Representatives from The Mills Corp., Westfield Corp. and Federal Realty Investment Trust cited examples ranging from a new 100,000-sf children's attraction called Wannado City at Sawgrass Mills in Ft. Lauderdale, FL to a 250,000-sf indoor ski facility under way at the Meadowlands Xanadu retail-entertainment center in New Jersey. They also discussed combinations like Target and Nordstrom in the same center and a public storage facility co-existing as a tenant with traditional retailers.
Wannado City and the ski facility are both at Mills Corp. properties, Jay Buckley, that company's SVP of leasing, described Wannado City as a miniature city for children that features a bank, restaurants, a fire department, its own street layout and a variety of businesses where children can simulate adult experiences like buying an airline ticket, taking a simulated flight, shopping, working at one of the businesses, and opening a bank account.
The indoor ski facility under way at Mills' Xanadu property will be comparable to a 17-story, 250,000-sf facility that is already operating at Mills' Madrid (Spain) Xanadu, Buckey said. The Mills SVP characterized Wannado City and the ski center as two of the most unusual examples that illustrate the company's philosophy of attempting to differentiate its operations from other shopping centers and providing shoppers with new and unusual reasons for going to a mall and staying longer.

[Data items]
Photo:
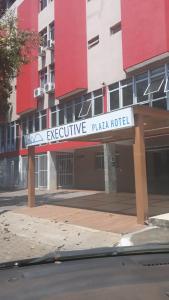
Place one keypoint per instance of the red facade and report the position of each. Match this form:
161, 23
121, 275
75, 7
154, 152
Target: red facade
27, 81
70, 47
145, 30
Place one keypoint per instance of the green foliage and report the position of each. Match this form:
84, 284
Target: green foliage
17, 47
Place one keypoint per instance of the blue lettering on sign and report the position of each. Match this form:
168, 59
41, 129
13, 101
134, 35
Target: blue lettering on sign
66, 131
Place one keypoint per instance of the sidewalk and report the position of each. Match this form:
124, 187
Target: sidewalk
103, 221
23, 236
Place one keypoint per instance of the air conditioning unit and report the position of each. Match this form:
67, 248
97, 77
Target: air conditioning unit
49, 87
50, 45
42, 51
39, 92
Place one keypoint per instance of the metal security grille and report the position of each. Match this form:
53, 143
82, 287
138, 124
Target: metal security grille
64, 165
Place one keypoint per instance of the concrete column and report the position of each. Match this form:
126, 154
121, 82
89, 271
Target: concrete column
110, 168
31, 176
140, 172
52, 172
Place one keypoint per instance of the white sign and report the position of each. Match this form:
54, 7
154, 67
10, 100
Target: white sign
118, 119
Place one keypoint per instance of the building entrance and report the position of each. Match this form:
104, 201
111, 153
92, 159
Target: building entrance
158, 171
65, 169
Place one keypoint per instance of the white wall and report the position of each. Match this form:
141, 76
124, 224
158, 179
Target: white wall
105, 59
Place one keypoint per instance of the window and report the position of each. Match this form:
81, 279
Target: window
141, 84
24, 131
61, 114
43, 77
78, 106
30, 124
98, 102
166, 89
154, 86
69, 112
115, 28
52, 73
44, 37
99, 160
161, 104
17, 134
114, 96
43, 4
41, 171
53, 116
93, 42
12, 148
2, 140
86, 103
43, 117
52, 31
127, 92
37, 122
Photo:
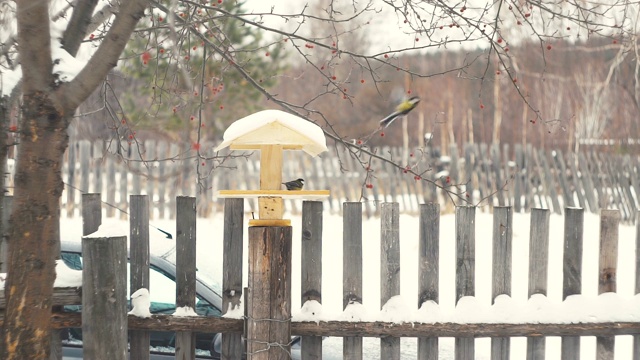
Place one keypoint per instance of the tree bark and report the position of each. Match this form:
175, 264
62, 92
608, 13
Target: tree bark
33, 234
34, 224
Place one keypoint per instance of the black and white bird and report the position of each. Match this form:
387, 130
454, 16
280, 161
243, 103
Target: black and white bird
296, 184
401, 110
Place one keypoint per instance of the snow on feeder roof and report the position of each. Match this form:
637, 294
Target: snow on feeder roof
271, 132
270, 127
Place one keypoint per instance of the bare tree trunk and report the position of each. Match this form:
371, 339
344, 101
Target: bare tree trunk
33, 234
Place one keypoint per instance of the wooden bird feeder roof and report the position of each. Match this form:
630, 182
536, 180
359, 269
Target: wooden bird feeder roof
271, 132
274, 127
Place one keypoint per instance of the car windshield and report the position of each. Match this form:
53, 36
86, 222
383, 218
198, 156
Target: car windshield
162, 295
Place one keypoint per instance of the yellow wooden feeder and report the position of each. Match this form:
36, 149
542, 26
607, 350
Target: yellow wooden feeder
271, 132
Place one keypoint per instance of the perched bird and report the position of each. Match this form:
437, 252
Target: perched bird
296, 184
401, 110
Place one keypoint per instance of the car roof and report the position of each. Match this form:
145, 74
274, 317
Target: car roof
203, 289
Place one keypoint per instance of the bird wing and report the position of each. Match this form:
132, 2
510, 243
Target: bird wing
389, 119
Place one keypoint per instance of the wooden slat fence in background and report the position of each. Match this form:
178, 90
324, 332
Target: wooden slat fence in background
482, 175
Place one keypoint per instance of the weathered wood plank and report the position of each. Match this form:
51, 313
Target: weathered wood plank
465, 271
367, 329
389, 269
502, 250
104, 297
185, 270
609, 222
311, 268
428, 260
269, 304
538, 271
352, 270
232, 346
572, 271
139, 274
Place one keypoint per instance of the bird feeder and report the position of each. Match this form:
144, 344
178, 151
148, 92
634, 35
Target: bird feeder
271, 132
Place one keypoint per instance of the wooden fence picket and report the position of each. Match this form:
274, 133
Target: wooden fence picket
480, 174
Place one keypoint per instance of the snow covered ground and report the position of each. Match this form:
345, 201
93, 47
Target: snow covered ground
589, 307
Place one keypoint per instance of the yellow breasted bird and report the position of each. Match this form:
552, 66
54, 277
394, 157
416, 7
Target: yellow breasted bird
296, 184
401, 110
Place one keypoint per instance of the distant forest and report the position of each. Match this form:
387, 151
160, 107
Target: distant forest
580, 91
566, 96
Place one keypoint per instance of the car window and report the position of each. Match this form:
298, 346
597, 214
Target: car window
163, 301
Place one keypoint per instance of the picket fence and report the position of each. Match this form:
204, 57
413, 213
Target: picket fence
271, 340
472, 174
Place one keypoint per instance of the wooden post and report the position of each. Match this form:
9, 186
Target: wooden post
636, 338
5, 213
502, 250
71, 179
429, 252
389, 269
185, 270
91, 213
538, 270
311, 267
232, 347
104, 297
465, 270
609, 222
269, 305
270, 179
352, 270
572, 272
139, 254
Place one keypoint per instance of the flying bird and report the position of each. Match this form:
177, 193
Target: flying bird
401, 110
296, 184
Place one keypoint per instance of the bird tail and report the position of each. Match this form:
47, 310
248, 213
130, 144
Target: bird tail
389, 119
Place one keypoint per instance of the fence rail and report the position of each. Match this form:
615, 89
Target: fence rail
478, 174
429, 256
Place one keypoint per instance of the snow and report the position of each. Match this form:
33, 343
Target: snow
517, 308
65, 276
141, 303
184, 311
235, 312
111, 229
314, 143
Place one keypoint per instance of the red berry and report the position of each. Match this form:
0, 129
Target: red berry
145, 57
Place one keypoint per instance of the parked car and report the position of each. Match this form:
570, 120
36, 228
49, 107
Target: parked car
162, 276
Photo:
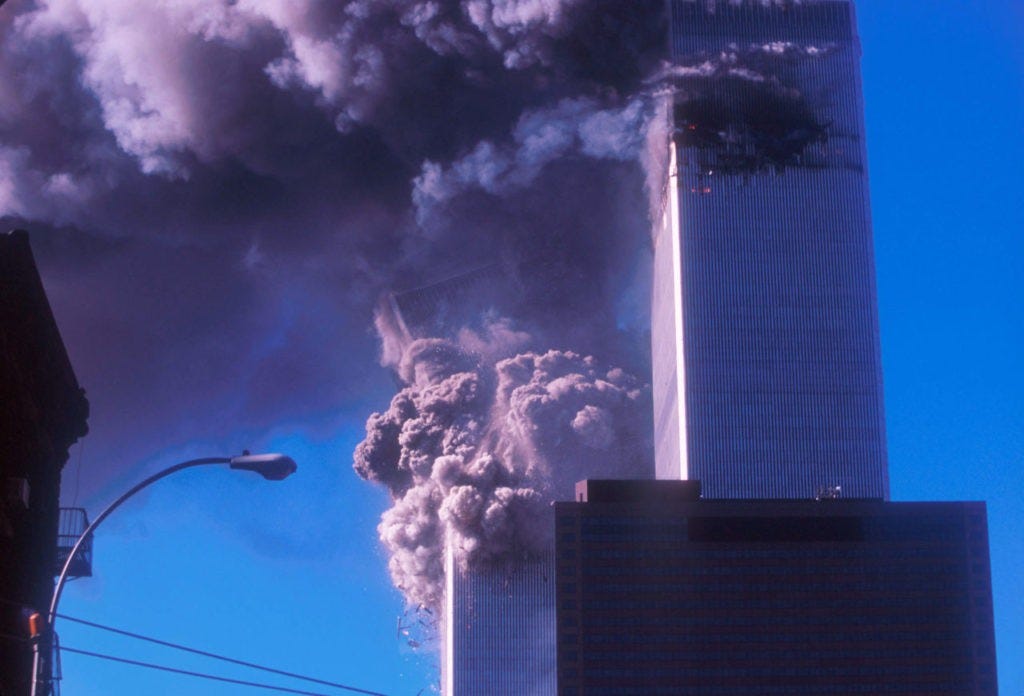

> [Explore the material]
1. Echo the passage on unusual mall attractions word for word, starting at "The indoor ski" and ending at "and staying longer.".
2. Answer these questions from the passage on unusual mall attractions:
(a) What is the size of Wannado City at Sawgrass Mills?
(b) Where is the 17-story, 250,000-sf ski facility already operating?
(c) What kind of facility is mentioned as co-existing as a tenant with traditional retailers?

> [Responses in order]
1.
The indoor ski facility under way at Mills' Xanadu property will be comparable to a 17-story, 250,000-sf facility that is already operating at Mills' Madrid (Spain) Xanadu, Buckey said. The Mills SVP characterized Wannado City and the ski center as two of the most unusual examples that illustrate the company's philosophy of attempting to differentiate its operations from other shopping centers and providing shoppers with new and unusual reasons for going to a mall and staying longer.

2.
(a) 100,000 sf
(b) At Mills' Madrid (Spain) Xanadu
(c) A public storage facility